- Task brief
In the records below, find the line that contains "Target: ornate stone finial" and the line that contains "597, row 388.". Set down exactly those lines and every line between them, and nothing more.

- Material for this task
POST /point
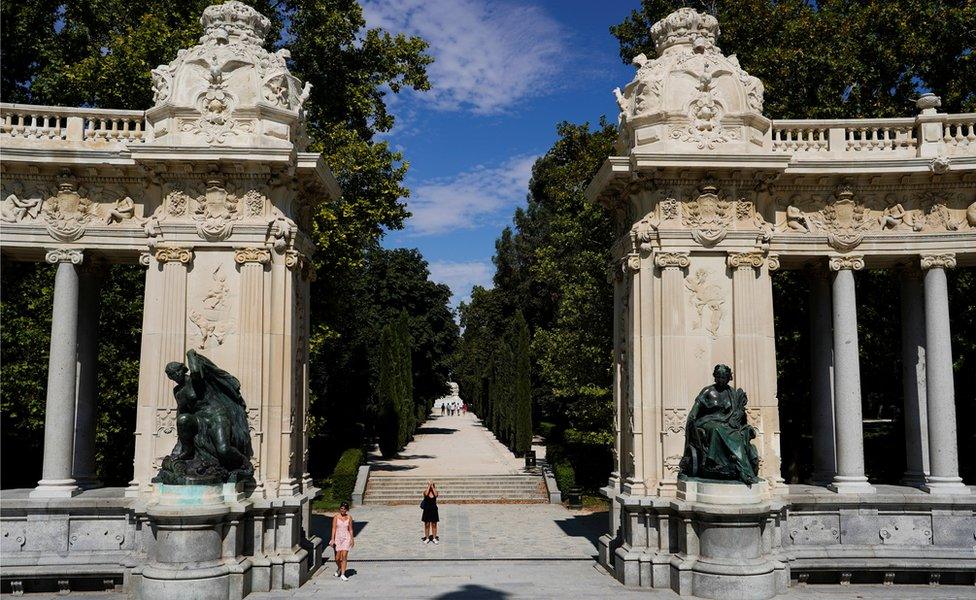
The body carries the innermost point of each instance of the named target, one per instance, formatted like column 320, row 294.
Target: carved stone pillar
column 89, row 302
column 59, row 412
column 252, row 263
column 636, row 483
column 754, row 355
column 821, row 378
column 913, row 377
column 940, row 396
column 849, row 426
column 673, row 387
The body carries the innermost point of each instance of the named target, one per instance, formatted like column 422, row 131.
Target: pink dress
column 343, row 537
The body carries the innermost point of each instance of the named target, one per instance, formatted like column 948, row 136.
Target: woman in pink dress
column 342, row 539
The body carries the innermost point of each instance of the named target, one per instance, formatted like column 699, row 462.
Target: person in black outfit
column 430, row 516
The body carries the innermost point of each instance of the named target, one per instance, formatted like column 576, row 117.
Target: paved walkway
column 449, row 446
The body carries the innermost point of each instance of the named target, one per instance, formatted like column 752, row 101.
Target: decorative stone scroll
column 170, row 254
column 672, row 260
column 853, row 262
column 252, row 255
column 64, row 255
column 938, row 261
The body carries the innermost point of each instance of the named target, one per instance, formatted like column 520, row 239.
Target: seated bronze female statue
column 717, row 435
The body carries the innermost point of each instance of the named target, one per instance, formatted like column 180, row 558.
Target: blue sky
column 505, row 73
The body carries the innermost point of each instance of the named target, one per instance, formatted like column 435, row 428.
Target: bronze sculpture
column 717, row 436
column 214, row 442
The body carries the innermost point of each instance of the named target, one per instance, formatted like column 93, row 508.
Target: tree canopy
column 99, row 53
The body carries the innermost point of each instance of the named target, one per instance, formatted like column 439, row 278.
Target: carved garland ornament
column 673, row 260
column 59, row 255
column 854, row 262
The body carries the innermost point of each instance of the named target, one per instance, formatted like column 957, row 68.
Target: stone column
column 821, row 379
column 59, row 412
column 913, row 377
column 89, row 304
column 849, row 426
column 673, row 386
column 940, row 397
column 636, row 484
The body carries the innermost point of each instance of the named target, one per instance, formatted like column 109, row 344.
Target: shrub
column 565, row 476
column 344, row 476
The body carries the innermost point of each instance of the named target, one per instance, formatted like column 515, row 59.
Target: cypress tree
column 522, row 395
column 388, row 426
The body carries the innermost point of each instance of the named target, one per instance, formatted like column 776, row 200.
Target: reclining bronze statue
column 213, row 441
column 717, row 435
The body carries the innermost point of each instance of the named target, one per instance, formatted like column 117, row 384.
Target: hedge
column 344, row 477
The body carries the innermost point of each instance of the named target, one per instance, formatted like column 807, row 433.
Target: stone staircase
column 523, row 488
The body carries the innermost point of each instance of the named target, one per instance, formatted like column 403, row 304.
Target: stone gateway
column 711, row 198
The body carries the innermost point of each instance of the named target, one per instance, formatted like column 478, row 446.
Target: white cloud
column 487, row 55
column 483, row 195
column 461, row 277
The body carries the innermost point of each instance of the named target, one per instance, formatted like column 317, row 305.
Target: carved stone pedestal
column 728, row 551
column 198, row 540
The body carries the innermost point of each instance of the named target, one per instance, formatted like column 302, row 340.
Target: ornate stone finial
column 685, row 26
column 938, row 261
column 852, row 262
column 928, row 102
column 676, row 260
column 233, row 21
column 64, row 255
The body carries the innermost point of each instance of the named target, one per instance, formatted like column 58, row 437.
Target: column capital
column 672, row 260
column 746, row 260
column 847, row 262
column 58, row 255
column 631, row 263
column 938, row 261
column 252, row 255
column 172, row 254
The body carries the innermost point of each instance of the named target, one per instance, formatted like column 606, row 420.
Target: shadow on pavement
column 590, row 526
column 474, row 591
column 322, row 526
column 388, row 467
column 435, row 430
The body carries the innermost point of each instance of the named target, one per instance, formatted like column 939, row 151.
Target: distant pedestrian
column 342, row 540
column 429, row 515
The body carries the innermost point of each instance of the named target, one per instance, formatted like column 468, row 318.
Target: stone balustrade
column 870, row 138
column 60, row 123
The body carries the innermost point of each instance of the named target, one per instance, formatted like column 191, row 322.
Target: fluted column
column 913, row 377
column 849, row 425
column 940, row 396
column 673, row 386
column 59, row 411
column 636, row 484
column 821, row 379
column 89, row 304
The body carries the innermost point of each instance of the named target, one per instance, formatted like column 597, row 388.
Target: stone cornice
column 938, row 261
column 59, row 255
column 180, row 255
column 852, row 262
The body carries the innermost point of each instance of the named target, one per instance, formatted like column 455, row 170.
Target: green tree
column 522, row 393
column 99, row 53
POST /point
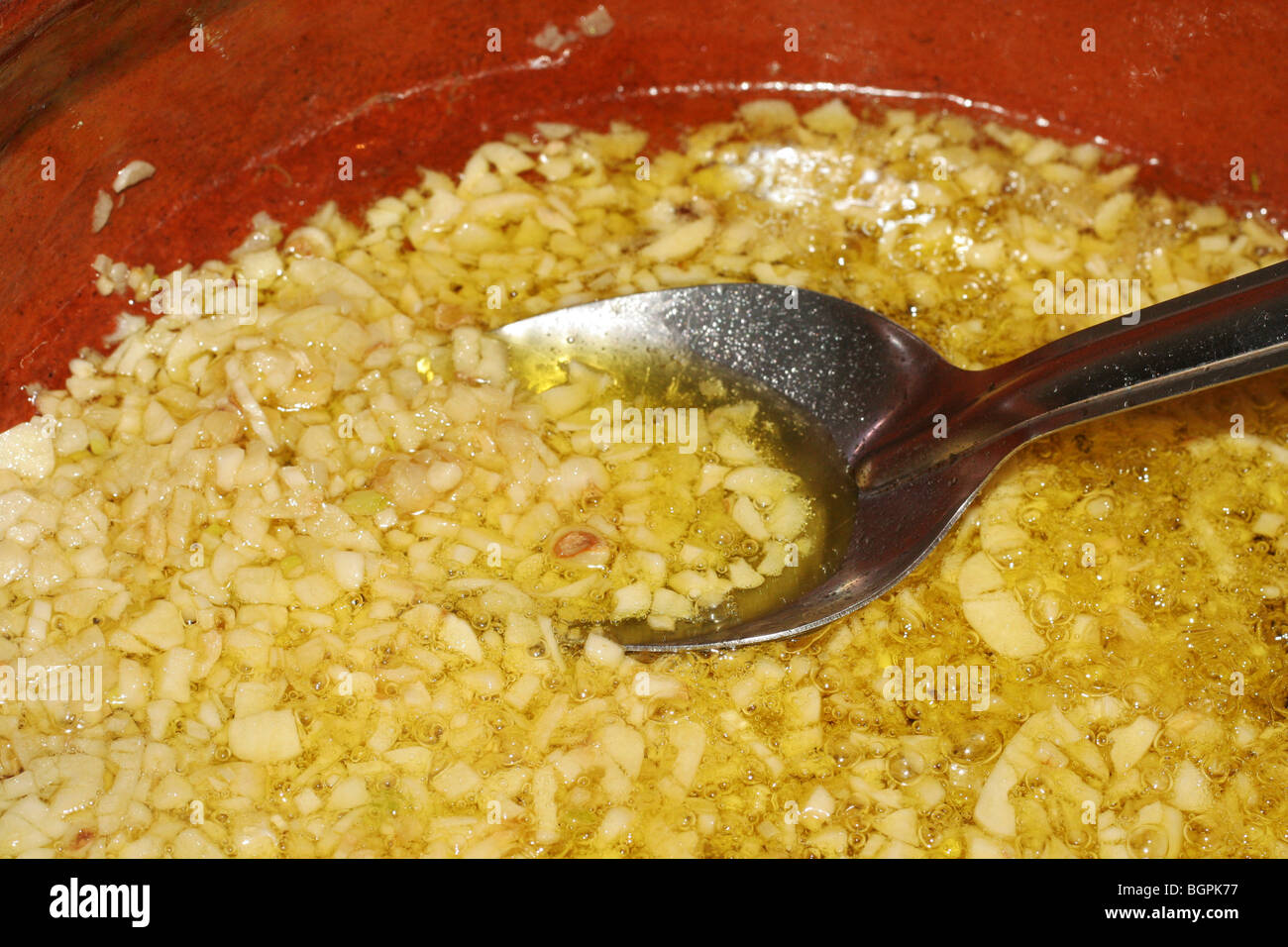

- Response to the exercise
Target: ornate stone finial
column 685, row 26
column 938, row 261
column 852, row 262
column 928, row 102
column 676, row 260
column 233, row 21
column 64, row 255
The body carries the innermost point of each instance of the named target, one per instance, formatted like column 58, row 437.
Target: column capital
column 672, row 260
column 746, row 260
column 847, row 262
column 58, row 255
column 631, row 263
column 938, row 261
column 252, row 255
column 172, row 254
The body carries the innermost point of each instance of the named target, one per instance, formatted like column 606, row 420.
Target: shadow on pavement
column 590, row 526
column 474, row 591
column 322, row 526
column 388, row 467
column 435, row 430
The body carries the innermost point of each instance of the named target, one per instance, formatted like column 939, row 151.
Target: distant pedestrian
column 342, row 540
column 429, row 515
The body carries the innermost point of each instance of the named target, one per instance, formatted like column 468, row 318.
Target: stone balustrade
column 870, row 138
column 60, row 123
The body carries the innermost point of each instance of the named target, one per instance, formatted like column 191, row 322.
Target: fluted column
column 913, row 377
column 849, row 425
column 940, row 396
column 673, row 386
column 59, row 411
column 636, row 484
column 821, row 379
column 89, row 304
The body carries the innermost point of each instance of the named target, one per instance, formatted like column 597, row 388.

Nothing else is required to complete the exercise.